» **Written task**
Retype the lines from the line containing "Where can the long" up to and including the line containing "Target: rocky ground", keeping every character unchanged.

-- The records start --

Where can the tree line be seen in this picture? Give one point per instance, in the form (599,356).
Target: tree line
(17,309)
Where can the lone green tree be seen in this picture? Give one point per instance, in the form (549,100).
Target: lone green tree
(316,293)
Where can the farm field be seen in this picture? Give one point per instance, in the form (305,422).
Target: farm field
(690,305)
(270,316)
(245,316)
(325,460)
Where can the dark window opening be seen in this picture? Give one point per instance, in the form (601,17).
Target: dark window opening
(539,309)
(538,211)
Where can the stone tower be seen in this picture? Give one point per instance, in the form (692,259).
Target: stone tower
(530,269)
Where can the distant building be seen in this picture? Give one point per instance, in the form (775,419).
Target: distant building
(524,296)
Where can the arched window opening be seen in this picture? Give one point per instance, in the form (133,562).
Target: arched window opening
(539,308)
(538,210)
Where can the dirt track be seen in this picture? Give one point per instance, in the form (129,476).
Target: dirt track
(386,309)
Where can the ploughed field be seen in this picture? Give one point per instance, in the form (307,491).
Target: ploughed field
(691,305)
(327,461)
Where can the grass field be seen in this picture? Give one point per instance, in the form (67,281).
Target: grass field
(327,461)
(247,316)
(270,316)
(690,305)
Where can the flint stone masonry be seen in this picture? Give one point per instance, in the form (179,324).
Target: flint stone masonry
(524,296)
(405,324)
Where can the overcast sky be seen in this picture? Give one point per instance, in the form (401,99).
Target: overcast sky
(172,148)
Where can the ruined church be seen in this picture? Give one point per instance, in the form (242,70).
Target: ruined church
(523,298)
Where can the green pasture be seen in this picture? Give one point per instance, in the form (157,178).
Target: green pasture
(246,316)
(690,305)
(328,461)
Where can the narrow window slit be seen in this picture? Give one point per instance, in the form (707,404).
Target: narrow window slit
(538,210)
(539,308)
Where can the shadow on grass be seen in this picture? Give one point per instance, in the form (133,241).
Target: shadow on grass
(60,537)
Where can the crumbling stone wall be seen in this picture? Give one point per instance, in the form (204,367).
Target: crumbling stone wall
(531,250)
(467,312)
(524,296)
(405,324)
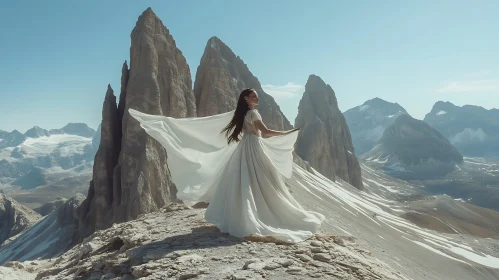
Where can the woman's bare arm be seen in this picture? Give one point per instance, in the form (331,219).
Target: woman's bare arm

-- The records end --
-- The records start --

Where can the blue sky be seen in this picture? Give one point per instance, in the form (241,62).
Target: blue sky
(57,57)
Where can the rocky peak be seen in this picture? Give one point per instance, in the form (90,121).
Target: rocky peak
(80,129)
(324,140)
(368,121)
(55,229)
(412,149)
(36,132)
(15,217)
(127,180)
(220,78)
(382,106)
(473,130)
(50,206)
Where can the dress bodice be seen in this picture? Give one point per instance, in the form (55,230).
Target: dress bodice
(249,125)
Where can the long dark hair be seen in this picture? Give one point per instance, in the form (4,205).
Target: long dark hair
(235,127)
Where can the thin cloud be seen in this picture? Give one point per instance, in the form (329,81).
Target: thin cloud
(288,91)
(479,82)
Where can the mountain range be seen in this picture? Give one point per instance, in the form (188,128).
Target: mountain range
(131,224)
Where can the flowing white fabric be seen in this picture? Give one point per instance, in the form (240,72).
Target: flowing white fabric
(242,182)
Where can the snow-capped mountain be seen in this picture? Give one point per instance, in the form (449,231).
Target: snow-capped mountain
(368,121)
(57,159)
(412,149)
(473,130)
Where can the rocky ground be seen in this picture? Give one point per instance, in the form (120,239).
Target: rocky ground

-- The records end --

» **Result of the exercise**
Where can the long dark hair be seen in this picture? Give one point per instance, in the form (4,205).
Target: long dark hair
(235,127)
Where can the thin cloud be seen in this picture? Give one point per instance, in the form (329,81).
Target: thin cloud
(288,91)
(479,82)
Where can the mountain range be seen in this picture? Give one point per instance, in the form (188,128).
Target: mountain range
(131,224)
Where can the flowing white fabric be seen in this picture? Give one point per instance, in the form (240,72).
Target: flowing white fabric
(242,182)
Where can the snow-capped mountain be seen in this picture? Give one point per instance, in the form (449,231).
Target: snow-capped mountain
(368,121)
(57,159)
(412,149)
(473,130)
Where can the rocky ground be seen in this picture? Give one point per instance, in the form (120,239).
Target: rocky ground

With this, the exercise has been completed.